##### Data in this exercise

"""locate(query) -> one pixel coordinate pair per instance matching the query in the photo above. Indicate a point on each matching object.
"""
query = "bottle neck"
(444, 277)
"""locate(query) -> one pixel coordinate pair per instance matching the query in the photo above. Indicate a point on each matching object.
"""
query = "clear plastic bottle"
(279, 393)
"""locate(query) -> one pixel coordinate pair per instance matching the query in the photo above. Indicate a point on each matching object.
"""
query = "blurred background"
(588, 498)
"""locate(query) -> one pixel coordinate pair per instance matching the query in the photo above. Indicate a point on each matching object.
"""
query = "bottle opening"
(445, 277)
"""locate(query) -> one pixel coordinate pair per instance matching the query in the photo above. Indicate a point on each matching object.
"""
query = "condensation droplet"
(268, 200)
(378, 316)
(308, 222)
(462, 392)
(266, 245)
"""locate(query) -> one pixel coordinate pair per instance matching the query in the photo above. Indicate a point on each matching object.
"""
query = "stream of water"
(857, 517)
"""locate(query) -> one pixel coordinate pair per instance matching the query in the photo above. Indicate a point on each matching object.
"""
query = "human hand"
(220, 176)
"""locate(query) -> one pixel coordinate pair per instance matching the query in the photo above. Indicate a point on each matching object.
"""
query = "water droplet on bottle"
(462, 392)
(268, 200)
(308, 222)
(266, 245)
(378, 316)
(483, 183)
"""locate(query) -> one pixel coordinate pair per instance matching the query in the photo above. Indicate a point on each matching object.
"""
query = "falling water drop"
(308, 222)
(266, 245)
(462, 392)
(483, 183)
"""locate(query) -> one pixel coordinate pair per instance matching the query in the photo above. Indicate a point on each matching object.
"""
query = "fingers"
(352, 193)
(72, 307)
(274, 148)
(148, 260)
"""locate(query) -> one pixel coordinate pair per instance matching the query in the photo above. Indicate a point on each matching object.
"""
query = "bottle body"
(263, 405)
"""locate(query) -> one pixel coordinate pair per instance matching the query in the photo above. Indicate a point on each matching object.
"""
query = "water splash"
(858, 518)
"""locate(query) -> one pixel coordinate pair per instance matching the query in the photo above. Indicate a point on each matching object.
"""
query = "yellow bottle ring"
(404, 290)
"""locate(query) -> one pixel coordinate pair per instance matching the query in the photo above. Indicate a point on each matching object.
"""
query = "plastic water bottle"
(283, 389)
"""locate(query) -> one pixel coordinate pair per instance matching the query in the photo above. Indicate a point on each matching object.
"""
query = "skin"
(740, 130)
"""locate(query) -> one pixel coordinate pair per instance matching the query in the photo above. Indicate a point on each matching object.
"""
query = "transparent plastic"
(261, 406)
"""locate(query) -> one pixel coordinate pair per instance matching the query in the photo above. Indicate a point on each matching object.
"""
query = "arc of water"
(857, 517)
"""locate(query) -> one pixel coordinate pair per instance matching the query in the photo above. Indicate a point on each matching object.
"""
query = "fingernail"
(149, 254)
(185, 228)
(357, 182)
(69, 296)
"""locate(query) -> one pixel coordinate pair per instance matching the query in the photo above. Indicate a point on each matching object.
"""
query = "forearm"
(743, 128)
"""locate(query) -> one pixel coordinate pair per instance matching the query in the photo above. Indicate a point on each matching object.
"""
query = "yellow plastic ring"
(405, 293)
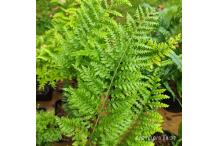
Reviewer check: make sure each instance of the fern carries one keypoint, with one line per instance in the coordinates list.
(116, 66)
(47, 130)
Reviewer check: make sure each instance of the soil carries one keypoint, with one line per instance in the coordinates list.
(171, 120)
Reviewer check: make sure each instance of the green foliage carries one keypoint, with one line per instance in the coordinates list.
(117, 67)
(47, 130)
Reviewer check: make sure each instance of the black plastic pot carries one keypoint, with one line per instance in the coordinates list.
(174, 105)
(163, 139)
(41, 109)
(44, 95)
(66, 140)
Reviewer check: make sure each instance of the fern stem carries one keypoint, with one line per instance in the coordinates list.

##########

Make an exact copy of every record, pictures excluded.

### Result of this task:
"""locate(query) -> one pixel coordinate pair per instance matching the query in the photo above. Indicate a point on each matching object.
"""
query = "bottle neck"
(444, 277)
"""locate(query) -> one pixel coordinate pair per instance matching the query in the photo above. Indicate a point on each matching object.
"""
query = "clear plastic bottle"
(279, 393)
"""locate(query) -> one pixel coordinate pair per instance matching the query in the photo above. Indicate a point on each matching object.
"""
query = "blurred background"
(588, 498)
"""locate(query) -> one pixel coordinate pair per instance matching the query in the photo above. Indicate a point on each matching object.
"""
query = "bottle opening"
(445, 277)
"""locate(query) -> one pixel coordinate pair per instance matching the query in the photo above. Indicate a point on each matching object.
"""
query = "condensation droplet"
(268, 200)
(378, 316)
(308, 222)
(462, 392)
(266, 245)
"""locate(query) -> one pixel coordinate pair per instance matching the query in the photo above. Indicate a point on each matching object.
"""
query = "stream of water"
(857, 517)
"""locate(query) -> one pixel coordinate pair per instance matching the query in the photo above. Indicate a point on each matching object.
"""
query = "human hand"
(220, 176)
"""locate(query) -> one pixel coordinate pair per instance matching the query in the photo above. Indicate a point on each matching object.
"""
query = "water droplet on bottle"
(462, 392)
(268, 200)
(308, 222)
(266, 245)
(378, 316)
(483, 183)
"""locate(query) -> one pixel coordinate pair per instance matching the query in the photo above. Indicate a point on each matching object.
"""
query = "falling water drop"
(308, 222)
(266, 245)
(462, 392)
(483, 183)
"""locate(query) -> one pixel coordinate pair per instance matching the query in the photo above. Indicate a point on each matching object.
"""
query = "fingers"
(352, 193)
(72, 307)
(274, 148)
(148, 260)
"""locate(query) -> one pixel coordinate pair per instance matching the query in the photo above. Indicate a point on each matching object.
"""
query = "bottle body"
(263, 405)
"""locate(query) -> one pixel coordinate pair per instance matching the query in the photo above. Indicate a point on each matching object.
"""
query = "water splash"
(858, 518)
"""locate(query) -> one pixel coordinate pair per instance matching the query in the photo above. Indicate a point on each matching object.
"""
query = "yellow bottle ring"
(404, 290)
"""locate(query) -> one pixel coordinate pair per instance matching the query in the photo above. Indicate a point on each matching object.
"""
query = "plastic water bottle"
(283, 389)
"""locate(query) -> one pixel coordinate pair per instance matching the query in the photo above. Indicate a point on each matching object.
"""
query = "skin"
(740, 130)
"""locate(query) -> one pixel coordinate pair per instance matching the query in the photo above. Indicate a point on each matching object.
"""
query = "transparent plastic"
(261, 406)
"""locate(query) -> one pixel coordinate pair per instance matching the query in the photo above. Indicate a point on each matching object.
"""
query = "arc of water"
(857, 517)
"""locate(query) -> one pixel coordinate pair per instance matching the query in the photo above. Indicate a point on each matching object.
"""
query = "fingernail"
(149, 254)
(185, 228)
(357, 182)
(69, 296)
"""locate(query) -> one pixel coordinate pair per instance matching the query in the photo above. Indicate a point on each matching object.
"""
query = "forearm"
(743, 128)
"""locate(query) -> one pixel coordinate pair per instance matching the query in the photo above. Indicate a point on each matching object.
"""
query = "yellow plastic ring"
(405, 293)
Reviewer check: make sure each instance of the fern carries one keypoint, with one line per instance in the coordinates list.
(116, 66)
(47, 130)
Reviewer check: make sure each instance of the soil carries one keypoint, with one line per instance in the coordinates list.
(171, 120)
Reviewer check: make sure each instance of the green foliage carries one keypoint, with one line per instance in the coordinates list.
(117, 67)
(47, 130)
Reviewer check: make sure each instance of the black plastic pot carries one keypoint, with one line per instance in the coordinates list.
(174, 105)
(163, 139)
(41, 109)
(44, 95)
(66, 140)
Reviewer check: make sure each instance of the fern stem carries one keypoint, with one line per instance in the coordinates list.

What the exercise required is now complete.